─── Page extract ───

News from Japan

Olympics 2020 illuminated at night 


The Archdiocese of Tokyo had been preparing for it for some years already. In fact, a Special Committee was formed for the purpose. The original idea was so that each parish may be able to address the spiritual needs of the many people who would come to Japan for this international event.

Some 195,000 athletes were expected to come, not counting their support staff, local and foreign spectators. Several thousands of specially made rosaries were ordered by the Archdiocese as souvenirs to those who would come, to show “omotenashi” (Japanese hospitality).      

Church Advisory in the Gate

Hall ready for Olympic Walk-ins

Olympics Rosary Souvenirs 

Then came the pandemic. It stretched to more than a year and a half. Tokyo Olympics 2020 was moved to 2021! Since then, the government has declared three States of Emergency in Tokyo and these reverberated in the Church. Strict protocols… online registration for Masses, live streaming of Sunday Masses… And just two weeks before the Opening of the Olympics, the number of coronavirus cases rocketed. The public was split about holding or not holding the Olympics. Parishioners were ambivalent about receiving visitors. They were worried about the possibility of infections, especially the emerging variants. The 4th State of Emergency was imposed. The Tokyo Archdiocese canceled all plans related to the Olympics and Paralympics, firm to its commitment that “we will not be infected, nor will we allow others to be infected.”

We wondered what if, in spite of the announcements, some from the Olympic Village or other foreign visitors come and we find them already in our doors? What shall we do? How do we receive them? Our office, the John de Britto English Center was especially concerned, as it was the “international service arm” of the Parish.

An Ad-Hoc Committee Meeting was called to brainstorm such a possibility. Where do we place them? Who will receive them? How?  “But Sister, they will be placed in a ‘bubble!’ not allowed to leave their area!” came an update from one youth Olympic Volunteer. “Besides, there might be no spectators at all.” “It is better to have some contingencies rather than none at all!” we, the coordinators countered, feeling responsible.

In the few remaining days before the Opening, the English website prominently posted the ADVISORIES both of the Archbishop of Tokyo and our Pastor. The Parish Council posted enlarged printed copies in prominent places such as at the main gate and entrance door of the church. We had extra staff manning our telephone line in case there would be inquiries. Registration forms for walk-ins were made. Translators were on call. Our big hall and two smaller chapels were readied, including a facility for live streaming so that visitors would not be mixed in with the regular parishioners attending the Sunday Masses. In every Mass, we added an Intercessory Prayer, “for an orderly, peaceful. and safe Summer Olympics.” For all these to function, we had to look for additional volunteers!

Did the Olympic visitors come? Two came, aboard a special taxi with the name of their country emblazoned with the Olympics logo. They stayed only a few minutes after dropping by to pray and take pictures outside. They preferred not to write their names. Some reportedly came on weekdays, wearing Olympic jackets and shirts. There were no telephone inquiries throughout the period. How many viewed the live streaming of the Mass? We do not know. But there was a remarkable increase in the number of hits on the English website.

August 15, Sunday. Alarmed with soaring statistics of infected individuals, deaths, hospitals overwhelmed with lack of beds and personnel, etc. reported every day by the authorities, another directive was issued by the Archbishop.  Everything is suspended, again. We were in the “Fifth Wave.”

─── Information given ───

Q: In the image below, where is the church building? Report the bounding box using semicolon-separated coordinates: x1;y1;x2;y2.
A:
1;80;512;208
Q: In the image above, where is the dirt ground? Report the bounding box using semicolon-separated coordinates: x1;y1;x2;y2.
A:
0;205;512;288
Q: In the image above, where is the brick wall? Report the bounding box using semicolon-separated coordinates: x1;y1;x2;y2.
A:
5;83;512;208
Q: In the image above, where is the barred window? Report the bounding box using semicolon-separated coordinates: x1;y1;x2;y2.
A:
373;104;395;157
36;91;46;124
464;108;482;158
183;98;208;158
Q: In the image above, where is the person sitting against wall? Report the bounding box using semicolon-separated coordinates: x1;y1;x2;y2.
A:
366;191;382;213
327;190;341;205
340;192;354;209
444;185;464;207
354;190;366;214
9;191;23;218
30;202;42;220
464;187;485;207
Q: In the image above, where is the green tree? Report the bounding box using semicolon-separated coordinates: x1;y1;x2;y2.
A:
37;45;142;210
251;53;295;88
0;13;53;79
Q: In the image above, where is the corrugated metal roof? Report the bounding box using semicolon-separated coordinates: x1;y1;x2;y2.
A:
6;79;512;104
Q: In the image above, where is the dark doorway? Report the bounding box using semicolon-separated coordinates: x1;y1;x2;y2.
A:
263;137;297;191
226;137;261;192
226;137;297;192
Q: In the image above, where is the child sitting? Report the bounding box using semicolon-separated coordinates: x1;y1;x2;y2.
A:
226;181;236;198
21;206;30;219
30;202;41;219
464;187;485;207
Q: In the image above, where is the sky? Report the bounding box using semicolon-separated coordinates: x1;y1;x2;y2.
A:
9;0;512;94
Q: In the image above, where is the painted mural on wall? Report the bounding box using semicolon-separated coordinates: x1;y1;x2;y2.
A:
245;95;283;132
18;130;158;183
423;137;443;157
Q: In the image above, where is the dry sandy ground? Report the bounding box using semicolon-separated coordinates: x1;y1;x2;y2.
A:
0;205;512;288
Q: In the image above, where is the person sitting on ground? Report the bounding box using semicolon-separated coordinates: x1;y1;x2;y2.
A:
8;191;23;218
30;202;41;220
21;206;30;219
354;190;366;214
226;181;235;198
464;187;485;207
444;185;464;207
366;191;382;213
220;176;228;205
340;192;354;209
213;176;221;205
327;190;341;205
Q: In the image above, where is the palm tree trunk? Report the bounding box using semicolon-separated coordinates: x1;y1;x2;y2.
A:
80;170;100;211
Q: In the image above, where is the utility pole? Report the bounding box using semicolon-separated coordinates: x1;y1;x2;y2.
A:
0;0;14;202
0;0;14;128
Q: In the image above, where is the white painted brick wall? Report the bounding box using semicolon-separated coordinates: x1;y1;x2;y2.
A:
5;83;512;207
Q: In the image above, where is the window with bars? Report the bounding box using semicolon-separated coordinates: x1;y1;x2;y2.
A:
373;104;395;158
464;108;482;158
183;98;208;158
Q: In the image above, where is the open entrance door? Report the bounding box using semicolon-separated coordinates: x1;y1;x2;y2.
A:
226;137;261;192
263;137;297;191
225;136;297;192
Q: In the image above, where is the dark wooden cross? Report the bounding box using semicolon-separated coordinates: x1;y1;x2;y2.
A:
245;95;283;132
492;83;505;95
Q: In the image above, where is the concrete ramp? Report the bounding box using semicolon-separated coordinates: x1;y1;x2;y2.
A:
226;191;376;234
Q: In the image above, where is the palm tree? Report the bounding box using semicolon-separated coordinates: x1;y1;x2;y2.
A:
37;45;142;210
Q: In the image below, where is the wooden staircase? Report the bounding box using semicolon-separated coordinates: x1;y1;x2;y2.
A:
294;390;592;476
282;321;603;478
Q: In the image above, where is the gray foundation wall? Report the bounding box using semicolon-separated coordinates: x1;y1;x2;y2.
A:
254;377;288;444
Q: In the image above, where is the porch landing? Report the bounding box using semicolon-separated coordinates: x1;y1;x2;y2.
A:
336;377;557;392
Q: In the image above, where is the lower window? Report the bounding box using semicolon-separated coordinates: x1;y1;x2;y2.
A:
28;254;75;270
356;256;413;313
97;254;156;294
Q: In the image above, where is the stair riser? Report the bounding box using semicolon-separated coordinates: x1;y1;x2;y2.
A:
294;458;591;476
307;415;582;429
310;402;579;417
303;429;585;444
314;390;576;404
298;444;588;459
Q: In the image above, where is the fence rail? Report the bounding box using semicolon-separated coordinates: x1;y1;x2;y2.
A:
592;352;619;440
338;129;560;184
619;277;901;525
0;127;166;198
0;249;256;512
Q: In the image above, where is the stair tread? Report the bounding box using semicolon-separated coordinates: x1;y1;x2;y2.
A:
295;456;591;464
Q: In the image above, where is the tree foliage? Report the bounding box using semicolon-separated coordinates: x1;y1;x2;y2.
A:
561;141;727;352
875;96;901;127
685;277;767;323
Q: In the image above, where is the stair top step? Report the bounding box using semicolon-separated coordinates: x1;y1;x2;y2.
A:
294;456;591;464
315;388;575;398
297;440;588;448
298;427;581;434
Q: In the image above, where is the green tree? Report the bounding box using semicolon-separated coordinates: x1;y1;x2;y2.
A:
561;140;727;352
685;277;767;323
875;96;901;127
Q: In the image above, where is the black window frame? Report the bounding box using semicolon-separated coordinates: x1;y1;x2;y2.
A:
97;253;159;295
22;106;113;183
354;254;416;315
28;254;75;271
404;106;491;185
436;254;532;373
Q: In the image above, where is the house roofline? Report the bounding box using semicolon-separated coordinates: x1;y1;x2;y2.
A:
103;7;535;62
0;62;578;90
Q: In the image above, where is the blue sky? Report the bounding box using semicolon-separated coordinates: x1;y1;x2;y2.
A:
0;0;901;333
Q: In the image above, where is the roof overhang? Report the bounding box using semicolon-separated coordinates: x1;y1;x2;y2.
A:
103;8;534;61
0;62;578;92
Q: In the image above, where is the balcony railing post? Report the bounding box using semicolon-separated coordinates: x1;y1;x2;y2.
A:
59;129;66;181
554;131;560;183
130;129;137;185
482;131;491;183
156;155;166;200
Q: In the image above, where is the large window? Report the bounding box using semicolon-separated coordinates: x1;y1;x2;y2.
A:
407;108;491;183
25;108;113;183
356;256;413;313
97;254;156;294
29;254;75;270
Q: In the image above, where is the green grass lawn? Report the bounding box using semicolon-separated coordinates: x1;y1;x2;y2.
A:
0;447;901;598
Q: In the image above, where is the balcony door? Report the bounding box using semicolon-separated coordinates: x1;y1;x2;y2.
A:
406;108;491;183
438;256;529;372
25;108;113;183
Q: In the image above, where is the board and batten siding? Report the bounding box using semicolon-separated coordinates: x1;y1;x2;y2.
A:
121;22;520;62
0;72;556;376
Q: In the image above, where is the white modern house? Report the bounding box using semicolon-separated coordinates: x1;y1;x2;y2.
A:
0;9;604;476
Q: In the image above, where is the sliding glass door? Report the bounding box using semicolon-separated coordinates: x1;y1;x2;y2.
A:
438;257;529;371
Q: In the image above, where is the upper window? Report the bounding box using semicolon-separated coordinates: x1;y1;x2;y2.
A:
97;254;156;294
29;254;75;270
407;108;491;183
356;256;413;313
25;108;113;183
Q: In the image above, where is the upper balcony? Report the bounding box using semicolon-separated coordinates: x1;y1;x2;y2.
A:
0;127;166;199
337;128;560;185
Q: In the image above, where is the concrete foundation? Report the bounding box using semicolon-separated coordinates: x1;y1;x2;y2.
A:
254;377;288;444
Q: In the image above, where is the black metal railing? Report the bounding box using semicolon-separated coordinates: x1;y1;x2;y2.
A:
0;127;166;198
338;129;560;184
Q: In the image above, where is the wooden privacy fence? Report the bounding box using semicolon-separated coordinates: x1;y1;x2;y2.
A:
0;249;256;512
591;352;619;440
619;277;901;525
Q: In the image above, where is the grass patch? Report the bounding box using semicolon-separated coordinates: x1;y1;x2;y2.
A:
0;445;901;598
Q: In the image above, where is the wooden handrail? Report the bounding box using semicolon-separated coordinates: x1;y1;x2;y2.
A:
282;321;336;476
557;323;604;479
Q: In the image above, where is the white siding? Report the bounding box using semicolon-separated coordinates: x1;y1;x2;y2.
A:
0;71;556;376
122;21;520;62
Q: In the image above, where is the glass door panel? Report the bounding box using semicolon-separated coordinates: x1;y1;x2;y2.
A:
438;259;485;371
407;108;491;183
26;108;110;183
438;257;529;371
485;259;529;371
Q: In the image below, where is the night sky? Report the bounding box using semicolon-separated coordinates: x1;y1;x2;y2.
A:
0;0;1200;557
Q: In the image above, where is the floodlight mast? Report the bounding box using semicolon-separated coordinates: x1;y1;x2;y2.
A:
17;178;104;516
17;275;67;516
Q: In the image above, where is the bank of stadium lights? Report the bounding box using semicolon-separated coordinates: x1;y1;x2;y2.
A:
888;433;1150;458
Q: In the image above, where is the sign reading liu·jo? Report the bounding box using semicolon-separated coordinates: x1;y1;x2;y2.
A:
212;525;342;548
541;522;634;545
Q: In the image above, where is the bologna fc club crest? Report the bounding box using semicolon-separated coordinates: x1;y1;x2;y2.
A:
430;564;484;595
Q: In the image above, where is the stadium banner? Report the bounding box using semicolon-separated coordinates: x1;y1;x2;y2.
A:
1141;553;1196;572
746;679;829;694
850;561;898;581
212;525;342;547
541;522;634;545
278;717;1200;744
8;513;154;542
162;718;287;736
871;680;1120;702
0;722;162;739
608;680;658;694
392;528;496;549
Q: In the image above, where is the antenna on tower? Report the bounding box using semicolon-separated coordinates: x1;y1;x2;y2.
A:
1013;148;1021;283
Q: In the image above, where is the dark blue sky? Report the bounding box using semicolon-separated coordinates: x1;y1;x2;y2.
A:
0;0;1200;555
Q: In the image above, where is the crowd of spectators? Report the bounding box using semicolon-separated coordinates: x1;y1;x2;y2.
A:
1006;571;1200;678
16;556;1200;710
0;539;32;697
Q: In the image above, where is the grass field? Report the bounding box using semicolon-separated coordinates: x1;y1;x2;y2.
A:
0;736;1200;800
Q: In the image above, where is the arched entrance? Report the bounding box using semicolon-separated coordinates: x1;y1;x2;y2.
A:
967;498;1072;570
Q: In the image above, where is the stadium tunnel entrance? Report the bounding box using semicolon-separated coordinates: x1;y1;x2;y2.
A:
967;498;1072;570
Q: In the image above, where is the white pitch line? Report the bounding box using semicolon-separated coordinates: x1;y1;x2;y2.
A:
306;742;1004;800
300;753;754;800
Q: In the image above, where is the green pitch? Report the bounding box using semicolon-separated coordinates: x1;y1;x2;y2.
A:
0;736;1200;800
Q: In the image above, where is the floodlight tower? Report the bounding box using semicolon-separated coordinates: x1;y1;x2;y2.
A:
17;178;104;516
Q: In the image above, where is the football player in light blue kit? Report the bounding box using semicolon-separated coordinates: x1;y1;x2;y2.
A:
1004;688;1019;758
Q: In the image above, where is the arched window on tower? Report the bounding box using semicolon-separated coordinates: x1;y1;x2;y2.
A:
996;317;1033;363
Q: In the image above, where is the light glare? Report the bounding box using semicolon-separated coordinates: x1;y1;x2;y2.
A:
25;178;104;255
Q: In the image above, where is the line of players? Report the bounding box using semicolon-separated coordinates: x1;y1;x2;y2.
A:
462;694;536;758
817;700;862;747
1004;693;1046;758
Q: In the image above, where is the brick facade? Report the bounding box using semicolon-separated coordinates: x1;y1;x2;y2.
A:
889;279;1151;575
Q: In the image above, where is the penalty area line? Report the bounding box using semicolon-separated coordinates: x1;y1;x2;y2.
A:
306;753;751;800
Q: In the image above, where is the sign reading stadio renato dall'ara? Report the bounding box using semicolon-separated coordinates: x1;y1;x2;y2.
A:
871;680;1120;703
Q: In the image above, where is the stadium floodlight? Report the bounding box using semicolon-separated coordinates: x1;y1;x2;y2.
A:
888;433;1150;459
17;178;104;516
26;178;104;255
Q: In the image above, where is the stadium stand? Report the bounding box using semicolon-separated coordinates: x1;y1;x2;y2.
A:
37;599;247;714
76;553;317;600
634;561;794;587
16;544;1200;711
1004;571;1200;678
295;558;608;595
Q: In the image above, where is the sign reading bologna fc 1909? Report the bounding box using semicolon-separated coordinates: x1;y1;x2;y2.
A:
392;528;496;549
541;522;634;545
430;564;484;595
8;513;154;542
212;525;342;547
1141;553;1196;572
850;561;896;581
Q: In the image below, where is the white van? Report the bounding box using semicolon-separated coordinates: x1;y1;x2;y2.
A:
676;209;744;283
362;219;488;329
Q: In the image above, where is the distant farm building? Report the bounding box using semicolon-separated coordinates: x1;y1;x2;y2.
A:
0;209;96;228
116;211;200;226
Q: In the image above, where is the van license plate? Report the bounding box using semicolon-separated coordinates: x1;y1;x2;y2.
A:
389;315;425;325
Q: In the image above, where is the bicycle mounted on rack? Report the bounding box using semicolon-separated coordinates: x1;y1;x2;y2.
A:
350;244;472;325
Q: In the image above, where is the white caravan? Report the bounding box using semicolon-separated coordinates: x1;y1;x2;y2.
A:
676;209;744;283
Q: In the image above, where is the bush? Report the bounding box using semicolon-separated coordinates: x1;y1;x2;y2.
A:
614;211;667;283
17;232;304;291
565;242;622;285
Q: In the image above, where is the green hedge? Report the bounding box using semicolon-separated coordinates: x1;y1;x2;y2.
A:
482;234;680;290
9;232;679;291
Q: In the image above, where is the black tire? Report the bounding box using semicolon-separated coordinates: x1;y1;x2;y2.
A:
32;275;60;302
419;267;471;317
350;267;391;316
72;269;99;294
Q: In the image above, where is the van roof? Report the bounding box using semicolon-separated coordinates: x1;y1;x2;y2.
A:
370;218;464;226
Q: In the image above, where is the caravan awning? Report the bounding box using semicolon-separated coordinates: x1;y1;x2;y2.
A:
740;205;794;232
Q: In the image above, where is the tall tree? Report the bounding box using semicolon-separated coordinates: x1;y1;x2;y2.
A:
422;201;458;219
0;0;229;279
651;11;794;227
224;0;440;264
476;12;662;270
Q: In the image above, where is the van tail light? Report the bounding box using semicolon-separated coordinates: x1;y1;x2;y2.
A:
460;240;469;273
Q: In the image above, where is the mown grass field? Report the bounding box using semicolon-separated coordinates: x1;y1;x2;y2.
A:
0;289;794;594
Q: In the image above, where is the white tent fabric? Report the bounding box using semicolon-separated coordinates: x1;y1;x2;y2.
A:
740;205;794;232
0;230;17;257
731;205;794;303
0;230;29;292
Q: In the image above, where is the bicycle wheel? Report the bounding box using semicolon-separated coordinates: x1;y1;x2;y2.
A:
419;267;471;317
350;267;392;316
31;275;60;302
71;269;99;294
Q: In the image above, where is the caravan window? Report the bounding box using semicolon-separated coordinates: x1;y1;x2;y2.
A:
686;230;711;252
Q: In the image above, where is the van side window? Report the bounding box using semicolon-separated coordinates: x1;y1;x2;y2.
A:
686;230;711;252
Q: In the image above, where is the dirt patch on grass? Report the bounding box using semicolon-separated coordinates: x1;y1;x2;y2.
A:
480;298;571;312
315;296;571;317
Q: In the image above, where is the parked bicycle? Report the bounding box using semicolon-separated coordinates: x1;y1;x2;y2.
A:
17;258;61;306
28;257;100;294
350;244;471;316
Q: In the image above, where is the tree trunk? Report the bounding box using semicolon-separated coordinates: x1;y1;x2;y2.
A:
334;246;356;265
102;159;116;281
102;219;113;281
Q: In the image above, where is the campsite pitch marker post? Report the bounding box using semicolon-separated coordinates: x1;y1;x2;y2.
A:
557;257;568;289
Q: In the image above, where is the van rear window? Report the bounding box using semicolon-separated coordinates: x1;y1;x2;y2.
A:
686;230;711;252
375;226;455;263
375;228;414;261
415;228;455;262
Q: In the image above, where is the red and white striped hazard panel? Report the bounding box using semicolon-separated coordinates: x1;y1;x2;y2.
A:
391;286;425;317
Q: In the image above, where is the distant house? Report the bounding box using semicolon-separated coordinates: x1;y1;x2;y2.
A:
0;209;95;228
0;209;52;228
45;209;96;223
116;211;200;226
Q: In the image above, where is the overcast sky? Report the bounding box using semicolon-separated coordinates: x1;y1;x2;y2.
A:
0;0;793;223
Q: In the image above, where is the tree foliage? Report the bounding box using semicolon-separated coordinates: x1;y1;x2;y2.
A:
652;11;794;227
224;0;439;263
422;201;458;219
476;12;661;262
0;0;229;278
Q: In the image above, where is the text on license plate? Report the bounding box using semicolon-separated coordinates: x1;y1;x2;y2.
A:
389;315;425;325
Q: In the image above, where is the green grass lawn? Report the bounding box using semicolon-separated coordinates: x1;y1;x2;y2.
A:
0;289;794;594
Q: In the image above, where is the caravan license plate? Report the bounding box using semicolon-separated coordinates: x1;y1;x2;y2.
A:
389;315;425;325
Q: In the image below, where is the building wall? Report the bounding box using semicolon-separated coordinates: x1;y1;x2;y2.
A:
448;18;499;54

───

Answer these questions from the Tokyo Olympics news text.
1. What souvenirs did the Archdiocese order for visitors?
2. How many Olympic visitors arrived aboard the special taxi?
3. On what date did the Archbishop issue the directive suspending everything again?
These records were taken from a different source than the text.

▶ Output below:
1. Specially made rosaries.
2. Two.
3. August 15, a Sunday.